Extracted data entries:
_ _ _

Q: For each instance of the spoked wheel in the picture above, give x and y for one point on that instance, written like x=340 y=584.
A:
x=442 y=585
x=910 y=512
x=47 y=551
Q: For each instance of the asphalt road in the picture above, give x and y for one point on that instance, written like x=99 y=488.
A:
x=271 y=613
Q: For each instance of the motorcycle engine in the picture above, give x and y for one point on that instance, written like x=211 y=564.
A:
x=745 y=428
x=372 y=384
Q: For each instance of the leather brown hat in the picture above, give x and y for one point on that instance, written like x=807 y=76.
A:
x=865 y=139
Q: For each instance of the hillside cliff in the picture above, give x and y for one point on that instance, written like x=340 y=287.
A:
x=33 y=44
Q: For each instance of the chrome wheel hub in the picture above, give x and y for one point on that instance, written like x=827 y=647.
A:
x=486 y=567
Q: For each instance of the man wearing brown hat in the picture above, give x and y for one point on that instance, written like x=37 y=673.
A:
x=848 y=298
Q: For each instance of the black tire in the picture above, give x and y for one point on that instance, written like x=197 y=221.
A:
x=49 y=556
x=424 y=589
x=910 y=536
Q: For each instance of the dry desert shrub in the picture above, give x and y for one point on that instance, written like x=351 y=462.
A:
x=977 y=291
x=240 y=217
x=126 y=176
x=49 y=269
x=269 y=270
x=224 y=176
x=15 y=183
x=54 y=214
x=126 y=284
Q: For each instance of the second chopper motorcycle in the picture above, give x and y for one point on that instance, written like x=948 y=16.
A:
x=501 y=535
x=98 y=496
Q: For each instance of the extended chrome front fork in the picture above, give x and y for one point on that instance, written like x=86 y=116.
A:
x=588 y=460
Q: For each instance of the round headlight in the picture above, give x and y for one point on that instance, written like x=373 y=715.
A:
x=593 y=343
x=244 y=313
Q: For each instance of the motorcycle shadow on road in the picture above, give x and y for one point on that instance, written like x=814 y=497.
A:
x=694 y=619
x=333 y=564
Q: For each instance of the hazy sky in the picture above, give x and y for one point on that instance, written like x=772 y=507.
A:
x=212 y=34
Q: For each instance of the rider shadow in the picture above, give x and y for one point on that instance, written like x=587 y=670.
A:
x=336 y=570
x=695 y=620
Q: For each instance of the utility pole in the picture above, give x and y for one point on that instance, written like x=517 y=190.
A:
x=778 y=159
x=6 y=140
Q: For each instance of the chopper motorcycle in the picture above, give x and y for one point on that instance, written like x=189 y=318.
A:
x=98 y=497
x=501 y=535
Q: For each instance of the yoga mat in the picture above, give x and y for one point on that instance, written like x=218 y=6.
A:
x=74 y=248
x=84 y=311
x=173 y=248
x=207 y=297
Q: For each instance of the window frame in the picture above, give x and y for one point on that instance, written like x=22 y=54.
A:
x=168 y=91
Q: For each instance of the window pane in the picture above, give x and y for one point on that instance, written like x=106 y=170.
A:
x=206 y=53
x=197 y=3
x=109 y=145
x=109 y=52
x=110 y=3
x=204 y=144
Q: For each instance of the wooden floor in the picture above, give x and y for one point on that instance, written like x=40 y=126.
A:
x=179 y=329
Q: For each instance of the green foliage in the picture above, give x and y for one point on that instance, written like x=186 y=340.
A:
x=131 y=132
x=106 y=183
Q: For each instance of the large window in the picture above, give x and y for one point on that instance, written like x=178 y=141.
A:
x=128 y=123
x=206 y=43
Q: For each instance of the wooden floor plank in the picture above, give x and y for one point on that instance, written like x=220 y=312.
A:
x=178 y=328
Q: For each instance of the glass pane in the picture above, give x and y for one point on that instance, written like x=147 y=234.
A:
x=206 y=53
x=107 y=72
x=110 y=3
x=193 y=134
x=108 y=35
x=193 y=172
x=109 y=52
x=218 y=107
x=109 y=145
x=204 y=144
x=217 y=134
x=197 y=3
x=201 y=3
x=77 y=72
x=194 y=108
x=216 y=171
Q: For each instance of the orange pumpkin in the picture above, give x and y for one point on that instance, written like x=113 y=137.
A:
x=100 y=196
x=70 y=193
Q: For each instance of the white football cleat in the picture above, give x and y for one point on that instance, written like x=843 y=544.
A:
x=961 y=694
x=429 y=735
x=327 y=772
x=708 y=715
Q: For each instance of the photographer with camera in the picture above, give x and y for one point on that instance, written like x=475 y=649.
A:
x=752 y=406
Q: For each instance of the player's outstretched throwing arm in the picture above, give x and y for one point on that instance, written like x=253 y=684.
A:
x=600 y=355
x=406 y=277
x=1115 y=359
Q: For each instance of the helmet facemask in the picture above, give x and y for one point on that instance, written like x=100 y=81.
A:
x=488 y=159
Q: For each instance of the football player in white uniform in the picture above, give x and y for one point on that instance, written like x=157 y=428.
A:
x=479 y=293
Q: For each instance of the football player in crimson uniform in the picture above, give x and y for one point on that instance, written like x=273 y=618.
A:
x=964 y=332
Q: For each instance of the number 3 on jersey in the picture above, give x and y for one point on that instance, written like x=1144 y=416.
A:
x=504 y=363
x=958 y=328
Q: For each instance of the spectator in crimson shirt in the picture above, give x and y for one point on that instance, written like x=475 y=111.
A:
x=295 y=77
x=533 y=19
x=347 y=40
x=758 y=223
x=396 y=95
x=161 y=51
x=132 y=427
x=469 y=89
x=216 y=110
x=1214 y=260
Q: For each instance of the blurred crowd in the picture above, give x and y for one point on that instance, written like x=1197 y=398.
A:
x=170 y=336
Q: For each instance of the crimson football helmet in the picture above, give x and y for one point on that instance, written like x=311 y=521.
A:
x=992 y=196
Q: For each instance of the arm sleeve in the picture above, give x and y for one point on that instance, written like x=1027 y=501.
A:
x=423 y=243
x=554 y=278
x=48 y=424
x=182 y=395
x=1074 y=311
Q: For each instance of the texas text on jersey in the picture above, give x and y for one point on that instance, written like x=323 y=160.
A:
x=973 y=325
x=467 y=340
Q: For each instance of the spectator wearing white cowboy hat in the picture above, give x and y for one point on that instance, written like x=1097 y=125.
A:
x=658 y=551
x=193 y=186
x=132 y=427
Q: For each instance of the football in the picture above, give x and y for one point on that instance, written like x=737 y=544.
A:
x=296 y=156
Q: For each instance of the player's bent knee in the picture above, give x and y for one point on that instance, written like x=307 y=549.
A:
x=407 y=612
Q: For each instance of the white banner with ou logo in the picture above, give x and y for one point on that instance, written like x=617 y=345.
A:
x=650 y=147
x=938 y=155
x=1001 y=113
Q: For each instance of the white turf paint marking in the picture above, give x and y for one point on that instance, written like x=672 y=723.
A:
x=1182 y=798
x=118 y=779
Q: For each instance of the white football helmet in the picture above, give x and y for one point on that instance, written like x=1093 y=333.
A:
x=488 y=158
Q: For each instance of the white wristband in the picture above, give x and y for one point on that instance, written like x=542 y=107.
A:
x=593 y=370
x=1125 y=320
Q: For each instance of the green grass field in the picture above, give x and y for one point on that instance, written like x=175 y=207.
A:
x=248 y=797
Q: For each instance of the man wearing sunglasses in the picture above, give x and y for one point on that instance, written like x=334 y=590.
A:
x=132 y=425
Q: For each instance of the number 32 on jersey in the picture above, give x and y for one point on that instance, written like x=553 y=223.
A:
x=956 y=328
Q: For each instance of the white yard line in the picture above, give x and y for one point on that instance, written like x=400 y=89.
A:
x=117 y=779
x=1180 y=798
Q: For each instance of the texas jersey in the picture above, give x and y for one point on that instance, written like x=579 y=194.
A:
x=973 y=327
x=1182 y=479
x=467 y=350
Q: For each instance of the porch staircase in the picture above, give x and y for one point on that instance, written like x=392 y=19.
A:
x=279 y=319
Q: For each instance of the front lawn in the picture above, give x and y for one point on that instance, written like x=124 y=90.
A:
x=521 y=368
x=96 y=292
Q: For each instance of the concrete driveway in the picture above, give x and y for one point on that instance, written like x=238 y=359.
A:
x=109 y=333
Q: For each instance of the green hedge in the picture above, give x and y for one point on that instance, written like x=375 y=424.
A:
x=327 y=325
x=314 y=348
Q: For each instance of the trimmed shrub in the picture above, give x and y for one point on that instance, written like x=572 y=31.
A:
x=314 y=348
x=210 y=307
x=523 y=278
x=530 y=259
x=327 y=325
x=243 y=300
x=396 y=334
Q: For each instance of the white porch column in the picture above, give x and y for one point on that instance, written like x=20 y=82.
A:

_ _ _

TASK PROMPT
Go through the entries and return each line where the word "green" appears.

EXPECTED OUTPUT
Q: For each instance of the green foliage in the picture above, give x and y for one point on that instance, written like x=186 y=340.
Q: For each instance of the green grass field in the picture above, give x and y for one point on that instance, written like x=175 y=207.
Q: For each instance of the green hedge in the picture above, give x and y for one point on that instance, written like x=375 y=424.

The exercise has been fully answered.